## [YOUR ASSIGNMENT]
If a line below contains the string "lamp", copy it out.

## [PROVIDED ENTRIES]
-- -- --
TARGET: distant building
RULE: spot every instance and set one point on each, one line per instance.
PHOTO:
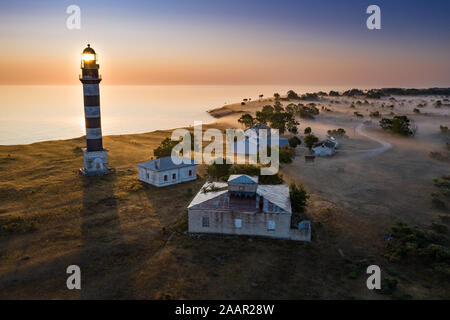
(325, 148)
(252, 141)
(163, 172)
(244, 207)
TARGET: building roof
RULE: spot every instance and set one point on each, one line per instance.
(243, 178)
(166, 163)
(202, 197)
(278, 194)
(221, 200)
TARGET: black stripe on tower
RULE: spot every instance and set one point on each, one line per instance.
(93, 123)
(94, 144)
(91, 101)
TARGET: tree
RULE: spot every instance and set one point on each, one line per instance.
(298, 196)
(265, 115)
(294, 141)
(286, 154)
(398, 124)
(278, 107)
(291, 94)
(291, 123)
(247, 120)
(165, 148)
(310, 140)
(278, 121)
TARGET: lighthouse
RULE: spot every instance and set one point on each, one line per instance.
(95, 157)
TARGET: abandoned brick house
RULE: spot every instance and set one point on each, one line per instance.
(243, 207)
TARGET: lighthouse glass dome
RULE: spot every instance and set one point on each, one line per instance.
(88, 56)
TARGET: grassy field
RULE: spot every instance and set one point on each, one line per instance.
(130, 239)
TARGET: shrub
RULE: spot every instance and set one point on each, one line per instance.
(340, 132)
(291, 94)
(294, 141)
(287, 154)
(398, 124)
(165, 148)
(310, 140)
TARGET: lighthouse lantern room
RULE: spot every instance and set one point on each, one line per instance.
(95, 157)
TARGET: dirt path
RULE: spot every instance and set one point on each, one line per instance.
(368, 153)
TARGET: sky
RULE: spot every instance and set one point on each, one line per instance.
(232, 42)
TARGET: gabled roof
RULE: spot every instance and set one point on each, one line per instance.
(166, 163)
(243, 178)
(278, 194)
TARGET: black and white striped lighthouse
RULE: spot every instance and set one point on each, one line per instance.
(95, 157)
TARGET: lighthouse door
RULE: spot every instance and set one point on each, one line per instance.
(98, 164)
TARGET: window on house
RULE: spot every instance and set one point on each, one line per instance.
(205, 222)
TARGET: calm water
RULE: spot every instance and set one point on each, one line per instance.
(37, 113)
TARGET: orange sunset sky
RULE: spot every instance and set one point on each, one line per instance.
(198, 42)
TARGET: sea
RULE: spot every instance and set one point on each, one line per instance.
(31, 114)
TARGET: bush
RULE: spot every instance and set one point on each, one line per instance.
(398, 124)
(291, 94)
(310, 140)
(340, 132)
(287, 154)
(294, 142)
(165, 148)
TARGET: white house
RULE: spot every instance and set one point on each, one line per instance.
(252, 142)
(244, 207)
(163, 172)
(325, 148)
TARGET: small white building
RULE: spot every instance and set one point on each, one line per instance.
(325, 148)
(163, 172)
(251, 143)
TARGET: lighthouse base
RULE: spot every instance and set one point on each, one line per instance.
(95, 163)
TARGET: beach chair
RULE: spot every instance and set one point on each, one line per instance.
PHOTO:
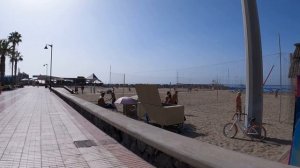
(150, 103)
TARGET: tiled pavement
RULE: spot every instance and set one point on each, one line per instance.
(37, 129)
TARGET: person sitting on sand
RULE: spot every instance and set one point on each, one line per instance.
(76, 90)
(238, 101)
(174, 99)
(101, 101)
(168, 99)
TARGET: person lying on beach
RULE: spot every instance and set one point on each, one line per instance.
(101, 101)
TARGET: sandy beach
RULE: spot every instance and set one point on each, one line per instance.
(207, 111)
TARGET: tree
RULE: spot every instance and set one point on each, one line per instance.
(4, 50)
(15, 39)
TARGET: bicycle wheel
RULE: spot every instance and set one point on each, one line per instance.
(253, 133)
(230, 130)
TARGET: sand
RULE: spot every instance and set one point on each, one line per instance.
(207, 111)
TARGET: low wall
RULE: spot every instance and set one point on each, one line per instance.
(160, 147)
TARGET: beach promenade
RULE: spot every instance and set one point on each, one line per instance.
(38, 129)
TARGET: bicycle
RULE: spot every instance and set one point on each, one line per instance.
(230, 129)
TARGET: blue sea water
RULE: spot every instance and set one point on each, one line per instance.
(267, 88)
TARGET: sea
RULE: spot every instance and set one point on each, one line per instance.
(266, 88)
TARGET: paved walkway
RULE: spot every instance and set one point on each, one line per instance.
(37, 129)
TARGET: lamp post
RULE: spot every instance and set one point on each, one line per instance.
(46, 47)
(46, 65)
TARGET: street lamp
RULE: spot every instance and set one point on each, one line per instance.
(46, 47)
(46, 73)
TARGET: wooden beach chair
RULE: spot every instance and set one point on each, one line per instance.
(150, 103)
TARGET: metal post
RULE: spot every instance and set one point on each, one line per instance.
(254, 66)
(51, 68)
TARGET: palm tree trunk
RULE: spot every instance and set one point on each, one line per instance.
(16, 66)
(12, 71)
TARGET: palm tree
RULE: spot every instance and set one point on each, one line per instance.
(18, 57)
(15, 39)
(4, 50)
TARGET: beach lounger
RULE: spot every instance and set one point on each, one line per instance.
(150, 103)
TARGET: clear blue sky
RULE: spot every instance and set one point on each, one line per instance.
(148, 40)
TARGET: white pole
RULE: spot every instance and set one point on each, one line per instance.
(254, 65)
(280, 75)
(109, 75)
(124, 86)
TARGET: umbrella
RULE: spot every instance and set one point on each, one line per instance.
(125, 100)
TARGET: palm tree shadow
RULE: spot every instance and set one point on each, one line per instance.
(243, 139)
(268, 140)
(189, 130)
(276, 141)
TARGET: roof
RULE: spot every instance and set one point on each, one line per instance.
(294, 70)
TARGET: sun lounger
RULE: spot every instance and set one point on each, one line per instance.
(150, 103)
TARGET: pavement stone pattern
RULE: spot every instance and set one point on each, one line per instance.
(38, 129)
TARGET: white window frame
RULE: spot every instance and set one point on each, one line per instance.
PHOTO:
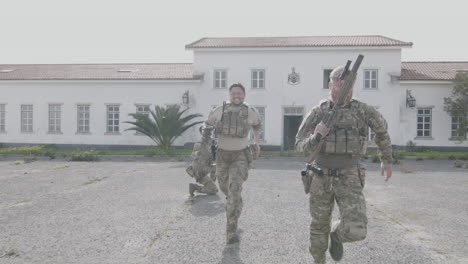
(2, 118)
(218, 78)
(113, 118)
(369, 79)
(455, 125)
(257, 82)
(327, 76)
(83, 125)
(55, 118)
(424, 119)
(27, 115)
(142, 109)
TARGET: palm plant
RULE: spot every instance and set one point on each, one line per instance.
(163, 125)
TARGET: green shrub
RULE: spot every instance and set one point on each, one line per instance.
(375, 159)
(84, 155)
(410, 146)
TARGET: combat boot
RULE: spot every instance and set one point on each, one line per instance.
(192, 188)
(336, 247)
(232, 238)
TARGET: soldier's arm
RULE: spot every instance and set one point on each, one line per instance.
(213, 117)
(256, 124)
(305, 140)
(378, 125)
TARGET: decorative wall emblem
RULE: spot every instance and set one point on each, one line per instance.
(294, 77)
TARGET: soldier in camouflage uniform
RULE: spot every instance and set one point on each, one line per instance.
(202, 168)
(344, 177)
(233, 122)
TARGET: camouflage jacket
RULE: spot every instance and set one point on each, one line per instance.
(366, 115)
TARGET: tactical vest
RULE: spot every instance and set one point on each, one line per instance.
(347, 135)
(234, 121)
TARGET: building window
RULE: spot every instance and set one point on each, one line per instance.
(258, 79)
(370, 79)
(458, 121)
(2, 118)
(26, 118)
(424, 122)
(326, 78)
(54, 118)
(143, 109)
(261, 111)
(83, 118)
(220, 79)
(113, 116)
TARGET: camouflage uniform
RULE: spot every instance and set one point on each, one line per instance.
(233, 156)
(202, 169)
(344, 177)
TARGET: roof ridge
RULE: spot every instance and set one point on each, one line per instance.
(434, 62)
(302, 36)
(87, 64)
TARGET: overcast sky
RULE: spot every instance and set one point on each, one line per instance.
(104, 31)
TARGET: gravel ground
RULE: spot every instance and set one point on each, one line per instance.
(137, 210)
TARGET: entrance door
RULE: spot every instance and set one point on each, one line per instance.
(291, 126)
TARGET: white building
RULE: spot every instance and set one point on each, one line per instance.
(284, 78)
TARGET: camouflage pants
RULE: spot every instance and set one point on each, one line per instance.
(231, 171)
(208, 185)
(346, 190)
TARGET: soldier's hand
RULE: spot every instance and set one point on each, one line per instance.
(257, 149)
(386, 170)
(322, 129)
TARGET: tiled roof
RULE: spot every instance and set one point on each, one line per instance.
(141, 71)
(431, 70)
(312, 41)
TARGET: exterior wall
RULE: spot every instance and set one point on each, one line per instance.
(389, 97)
(310, 64)
(96, 93)
(428, 95)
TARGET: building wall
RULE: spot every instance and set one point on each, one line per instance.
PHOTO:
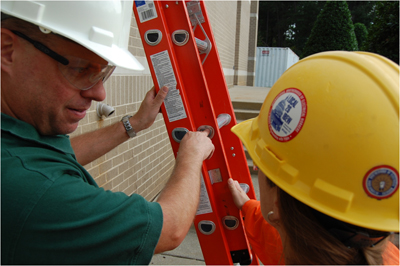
(143, 164)
(222, 16)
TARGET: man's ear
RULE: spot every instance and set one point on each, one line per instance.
(7, 49)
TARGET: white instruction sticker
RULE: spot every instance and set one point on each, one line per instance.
(165, 77)
(146, 10)
(204, 204)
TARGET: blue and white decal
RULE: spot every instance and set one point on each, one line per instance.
(287, 114)
(381, 182)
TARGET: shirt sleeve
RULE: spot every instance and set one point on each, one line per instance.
(74, 222)
(264, 238)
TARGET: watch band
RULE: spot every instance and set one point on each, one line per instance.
(129, 130)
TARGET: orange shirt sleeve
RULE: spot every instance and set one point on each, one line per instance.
(264, 238)
(391, 255)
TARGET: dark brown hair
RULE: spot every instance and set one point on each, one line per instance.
(308, 242)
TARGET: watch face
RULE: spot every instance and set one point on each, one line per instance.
(128, 127)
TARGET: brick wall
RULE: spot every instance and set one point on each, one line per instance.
(143, 164)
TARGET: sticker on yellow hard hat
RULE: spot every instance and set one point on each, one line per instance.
(287, 114)
(381, 182)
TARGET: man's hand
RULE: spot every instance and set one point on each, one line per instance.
(239, 196)
(149, 109)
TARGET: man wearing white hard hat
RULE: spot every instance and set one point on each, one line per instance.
(55, 57)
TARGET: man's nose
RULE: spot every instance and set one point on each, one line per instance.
(96, 93)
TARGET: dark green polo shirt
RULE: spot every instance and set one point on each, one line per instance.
(53, 212)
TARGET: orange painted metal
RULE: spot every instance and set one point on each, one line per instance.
(198, 96)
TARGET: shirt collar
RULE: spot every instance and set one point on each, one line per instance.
(26, 131)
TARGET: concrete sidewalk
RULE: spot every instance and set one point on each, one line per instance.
(189, 252)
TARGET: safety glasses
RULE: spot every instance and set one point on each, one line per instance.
(81, 73)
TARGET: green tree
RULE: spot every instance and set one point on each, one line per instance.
(333, 30)
(383, 35)
(361, 33)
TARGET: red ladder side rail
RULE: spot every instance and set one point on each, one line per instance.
(158, 23)
(222, 104)
(224, 243)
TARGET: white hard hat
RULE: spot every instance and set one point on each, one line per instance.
(100, 26)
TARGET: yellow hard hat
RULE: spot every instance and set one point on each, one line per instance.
(328, 135)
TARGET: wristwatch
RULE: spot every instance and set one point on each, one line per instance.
(129, 130)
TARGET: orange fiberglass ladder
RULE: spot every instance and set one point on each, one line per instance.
(181, 52)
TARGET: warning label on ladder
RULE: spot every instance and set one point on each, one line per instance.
(165, 76)
(146, 10)
(204, 204)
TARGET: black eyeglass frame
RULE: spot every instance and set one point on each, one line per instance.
(107, 70)
(43, 48)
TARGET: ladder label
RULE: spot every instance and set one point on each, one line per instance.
-- -- --
## [RESPONSE FOR THIS EXERCISE]
TARGET: lamp post
TARGET: street lamp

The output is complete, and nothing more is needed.